• Work item:
Copy every line of the listing exactly.

----------------------------------------

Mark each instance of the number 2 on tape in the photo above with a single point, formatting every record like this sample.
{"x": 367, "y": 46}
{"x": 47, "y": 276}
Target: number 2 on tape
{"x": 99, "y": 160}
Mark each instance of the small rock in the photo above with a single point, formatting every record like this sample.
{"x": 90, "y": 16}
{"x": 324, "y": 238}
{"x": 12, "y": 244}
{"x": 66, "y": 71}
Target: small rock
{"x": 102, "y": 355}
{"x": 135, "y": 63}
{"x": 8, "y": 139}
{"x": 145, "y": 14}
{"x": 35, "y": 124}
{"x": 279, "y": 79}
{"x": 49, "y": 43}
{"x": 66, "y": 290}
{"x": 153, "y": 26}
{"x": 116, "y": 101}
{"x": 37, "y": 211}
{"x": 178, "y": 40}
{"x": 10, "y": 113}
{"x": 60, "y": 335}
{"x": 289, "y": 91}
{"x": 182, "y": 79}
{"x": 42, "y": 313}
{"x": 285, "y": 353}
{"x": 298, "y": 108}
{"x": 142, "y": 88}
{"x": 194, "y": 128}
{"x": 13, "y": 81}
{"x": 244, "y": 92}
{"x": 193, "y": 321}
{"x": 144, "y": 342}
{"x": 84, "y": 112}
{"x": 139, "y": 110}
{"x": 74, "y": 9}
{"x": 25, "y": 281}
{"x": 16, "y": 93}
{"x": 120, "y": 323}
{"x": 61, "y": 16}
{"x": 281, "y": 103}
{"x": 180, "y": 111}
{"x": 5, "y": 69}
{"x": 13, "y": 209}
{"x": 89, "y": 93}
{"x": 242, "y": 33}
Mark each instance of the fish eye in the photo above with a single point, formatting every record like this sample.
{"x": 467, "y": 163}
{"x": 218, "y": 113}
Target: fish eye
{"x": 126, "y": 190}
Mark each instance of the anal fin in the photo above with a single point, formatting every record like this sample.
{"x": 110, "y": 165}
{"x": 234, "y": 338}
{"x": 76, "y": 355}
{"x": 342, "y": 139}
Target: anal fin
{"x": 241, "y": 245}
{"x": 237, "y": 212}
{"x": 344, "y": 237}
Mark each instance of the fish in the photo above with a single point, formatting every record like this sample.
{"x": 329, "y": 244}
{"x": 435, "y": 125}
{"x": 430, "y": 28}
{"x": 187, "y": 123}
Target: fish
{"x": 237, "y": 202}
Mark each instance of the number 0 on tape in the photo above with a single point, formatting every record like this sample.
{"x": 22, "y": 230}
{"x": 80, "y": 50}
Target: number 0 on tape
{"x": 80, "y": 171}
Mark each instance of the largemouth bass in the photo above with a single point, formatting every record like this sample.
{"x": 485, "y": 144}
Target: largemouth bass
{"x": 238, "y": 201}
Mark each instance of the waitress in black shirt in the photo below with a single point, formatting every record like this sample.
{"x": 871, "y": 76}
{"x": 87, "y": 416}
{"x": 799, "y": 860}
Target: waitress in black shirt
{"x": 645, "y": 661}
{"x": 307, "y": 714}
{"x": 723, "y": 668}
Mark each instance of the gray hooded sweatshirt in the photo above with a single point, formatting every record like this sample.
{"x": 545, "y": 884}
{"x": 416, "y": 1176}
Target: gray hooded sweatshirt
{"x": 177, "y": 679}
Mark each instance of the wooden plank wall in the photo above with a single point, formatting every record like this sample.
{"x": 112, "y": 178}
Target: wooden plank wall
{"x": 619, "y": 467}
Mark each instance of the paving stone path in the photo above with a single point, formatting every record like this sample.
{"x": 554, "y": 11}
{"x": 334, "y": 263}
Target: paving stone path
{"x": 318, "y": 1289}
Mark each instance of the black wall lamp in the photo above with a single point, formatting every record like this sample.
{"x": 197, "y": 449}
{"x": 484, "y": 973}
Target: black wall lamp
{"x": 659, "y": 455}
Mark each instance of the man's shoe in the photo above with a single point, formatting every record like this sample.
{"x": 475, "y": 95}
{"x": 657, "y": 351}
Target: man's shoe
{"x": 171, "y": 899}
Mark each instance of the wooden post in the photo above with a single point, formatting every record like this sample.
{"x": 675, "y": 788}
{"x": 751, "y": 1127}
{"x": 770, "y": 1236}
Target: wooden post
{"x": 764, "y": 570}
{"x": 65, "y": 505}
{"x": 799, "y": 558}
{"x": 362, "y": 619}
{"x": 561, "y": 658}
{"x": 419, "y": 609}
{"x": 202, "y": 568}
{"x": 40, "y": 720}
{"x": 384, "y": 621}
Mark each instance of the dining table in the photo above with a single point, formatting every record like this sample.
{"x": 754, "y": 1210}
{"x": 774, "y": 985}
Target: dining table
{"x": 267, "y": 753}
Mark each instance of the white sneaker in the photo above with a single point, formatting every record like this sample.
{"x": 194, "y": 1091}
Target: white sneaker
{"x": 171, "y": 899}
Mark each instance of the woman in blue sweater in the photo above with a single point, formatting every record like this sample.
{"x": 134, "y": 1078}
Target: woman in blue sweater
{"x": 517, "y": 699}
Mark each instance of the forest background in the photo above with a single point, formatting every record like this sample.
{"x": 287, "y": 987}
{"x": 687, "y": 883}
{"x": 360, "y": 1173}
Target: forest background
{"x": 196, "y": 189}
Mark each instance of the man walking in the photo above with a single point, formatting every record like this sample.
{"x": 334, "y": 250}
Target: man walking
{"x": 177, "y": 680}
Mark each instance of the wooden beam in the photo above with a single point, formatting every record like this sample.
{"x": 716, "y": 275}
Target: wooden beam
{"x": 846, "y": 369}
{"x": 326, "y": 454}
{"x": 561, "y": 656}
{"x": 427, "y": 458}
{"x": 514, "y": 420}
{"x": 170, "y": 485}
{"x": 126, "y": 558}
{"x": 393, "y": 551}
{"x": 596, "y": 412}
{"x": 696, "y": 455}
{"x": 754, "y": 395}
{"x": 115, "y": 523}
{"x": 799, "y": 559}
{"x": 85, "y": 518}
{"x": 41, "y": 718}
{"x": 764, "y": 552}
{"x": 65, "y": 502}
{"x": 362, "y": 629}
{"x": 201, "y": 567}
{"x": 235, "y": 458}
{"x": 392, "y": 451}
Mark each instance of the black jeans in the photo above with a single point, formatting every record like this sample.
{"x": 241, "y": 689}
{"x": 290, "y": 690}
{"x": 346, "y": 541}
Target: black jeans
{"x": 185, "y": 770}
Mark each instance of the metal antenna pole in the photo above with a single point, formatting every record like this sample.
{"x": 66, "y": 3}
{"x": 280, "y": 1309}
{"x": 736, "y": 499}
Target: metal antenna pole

----------------------------------------

• Output for this task:
Mark each instance of the number 2 on tape in the photo above with a single point, formatting every record like this sample.
{"x": 367, "y": 46}
{"x": 47, "y": 276}
Target: number 2 on tape
{"x": 99, "y": 160}
Mark each instance of the small rock in the photo above with a single point, formatting every record like this sample.
{"x": 90, "y": 16}
{"x": 324, "y": 238}
{"x": 12, "y": 244}
{"x": 66, "y": 71}
Target: small rock
{"x": 102, "y": 355}
{"x": 135, "y": 63}
{"x": 8, "y": 139}
{"x": 145, "y": 14}
{"x": 35, "y": 124}
{"x": 279, "y": 79}
{"x": 49, "y": 43}
{"x": 66, "y": 290}
{"x": 153, "y": 26}
{"x": 116, "y": 101}
{"x": 37, "y": 211}
{"x": 178, "y": 40}
{"x": 10, "y": 113}
{"x": 60, "y": 335}
{"x": 289, "y": 91}
{"x": 182, "y": 79}
{"x": 42, "y": 313}
{"x": 285, "y": 353}
{"x": 298, "y": 108}
{"x": 142, "y": 88}
{"x": 194, "y": 128}
{"x": 13, "y": 81}
{"x": 244, "y": 92}
{"x": 193, "y": 321}
{"x": 144, "y": 342}
{"x": 84, "y": 112}
{"x": 139, "y": 110}
{"x": 74, "y": 9}
{"x": 25, "y": 281}
{"x": 16, "y": 93}
{"x": 120, "y": 323}
{"x": 61, "y": 16}
{"x": 281, "y": 103}
{"x": 180, "y": 111}
{"x": 5, "y": 69}
{"x": 13, "y": 209}
{"x": 89, "y": 93}
{"x": 242, "y": 33}
Mark each instance of the fish eye in the photo above with a single point, formatting every record like this sample.
{"x": 467, "y": 163}
{"x": 218, "y": 113}
Target: fish eye
{"x": 126, "y": 190}
Mark each instance of the anal fin in the photo above with a single point, formatting every record like this sample.
{"x": 110, "y": 165}
{"x": 234, "y": 338}
{"x": 76, "y": 355}
{"x": 342, "y": 139}
Target: anal fin
{"x": 241, "y": 245}
{"x": 237, "y": 212}
{"x": 344, "y": 237}
Mark each instance of the fish in the photo above with a single point, formatting every record like this sample.
{"x": 329, "y": 244}
{"x": 435, "y": 125}
{"x": 430, "y": 28}
{"x": 187, "y": 123}
Target: fish
{"x": 237, "y": 202}
Mark each instance of the number 0 on tape in the photo above with a single point, formatting every record like this sample.
{"x": 22, "y": 230}
{"x": 80, "y": 50}
Target: number 0 on tape
{"x": 80, "y": 171}
Mark each instance of the largemouth bass in the photo above with a single point, formatting every record like this sample.
{"x": 485, "y": 144}
Target: largemouth bass
{"x": 238, "y": 201}
Mark each instance of the waitress in black shirt in the photo below with a single point, formatting every record like this sample.
{"x": 871, "y": 76}
{"x": 87, "y": 416}
{"x": 799, "y": 860}
Target: waitress in black shirt
{"x": 645, "y": 661}
{"x": 307, "y": 714}
{"x": 723, "y": 668}
Mark each instance of the gray hooded sweatshirt in the photo above with a single point, formatting every record like this sample.
{"x": 545, "y": 884}
{"x": 416, "y": 1176}
Target: gray hooded sweatshirt
{"x": 177, "y": 679}
Mark each instance of the wooden plank wall in the photo above with a single point, formatting every record like this sample.
{"x": 112, "y": 178}
Target: wooden plank wall
{"x": 619, "y": 467}
Mark each instance of the paving stone path in the photo above with a single point, formatting every record like this sample.
{"x": 554, "y": 11}
{"x": 334, "y": 263}
Target: paving stone path
{"x": 318, "y": 1289}
Mark each instance of the black wall lamp in the photo above with a single point, formatting every record like this sample.
{"x": 197, "y": 449}
{"x": 484, "y": 973}
Target: black wall lamp
{"x": 659, "y": 455}
Mark each instance of the man's shoe in the photo above with a single point, formatting every record like this sample.
{"x": 475, "y": 95}
{"x": 657, "y": 351}
Target: man's shoe
{"x": 171, "y": 899}
Mark each instance of the wooden post in the photo above with a single point, formatting every record like this sample.
{"x": 675, "y": 788}
{"x": 751, "y": 1127}
{"x": 770, "y": 1236}
Target: wooden post
{"x": 764, "y": 570}
{"x": 65, "y": 505}
{"x": 799, "y": 558}
{"x": 362, "y": 619}
{"x": 561, "y": 658}
{"x": 419, "y": 609}
{"x": 202, "y": 568}
{"x": 40, "y": 720}
{"x": 384, "y": 621}
Mark each instance of the dining table in the photo above with a single point, formatting every record like this sample.
{"x": 754, "y": 1210}
{"x": 774, "y": 985}
Target: dining table
{"x": 267, "y": 753}
Mark each instance of the white sneaker in the photo above with a single point, formatting every record like this sample.
{"x": 194, "y": 1091}
Target: white sneaker
{"x": 171, "y": 899}
Mark each instance of the woman in blue sweater in the photo above with a single point, formatting every record like this sample.
{"x": 134, "y": 1078}
Target: woman in blue sweater
{"x": 517, "y": 699}
Mark each instance of the forest background in the photo above with a single point, formatting every record like this sample.
{"x": 287, "y": 987}
{"x": 687, "y": 883}
{"x": 360, "y": 1173}
Target: forest background
{"x": 196, "y": 189}
Mark each instance of the man walking in the photo above with a single point, formatting every record like this sample.
{"x": 334, "y": 250}
Target: man walking
{"x": 177, "y": 680}
Mark each instance of the wooden beam in the photo above with a single point, formatting every record like this sample.
{"x": 716, "y": 275}
Target: wooden beam
{"x": 846, "y": 369}
{"x": 326, "y": 454}
{"x": 561, "y": 656}
{"x": 427, "y": 458}
{"x": 514, "y": 420}
{"x": 170, "y": 485}
{"x": 126, "y": 558}
{"x": 393, "y": 551}
{"x": 596, "y": 412}
{"x": 696, "y": 455}
{"x": 754, "y": 395}
{"x": 115, "y": 523}
{"x": 799, "y": 559}
{"x": 85, "y": 518}
{"x": 41, "y": 718}
{"x": 764, "y": 552}
{"x": 65, "y": 502}
{"x": 362, "y": 629}
{"x": 201, "y": 567}
{"x": 235, "y": 458}
{"x": 392, "y": 451}
Mark each instance of the black jeans in the photo above with a single point, formatting every record like this sample.
{"x": 241, "y": 689}
{"x": 290, "y": 690}
{"x": 346, "y": 541}
Target: black jeans
{"x": 185, "y": 770}
Mark each instance of the metal antenna pole in the photo above with a single point, formatting every record like this sample.
{"x": 66, "y": 3}
{"x": 280, "y": 1309}
{"x": 736, "y": 499}
Target: metal antenna pole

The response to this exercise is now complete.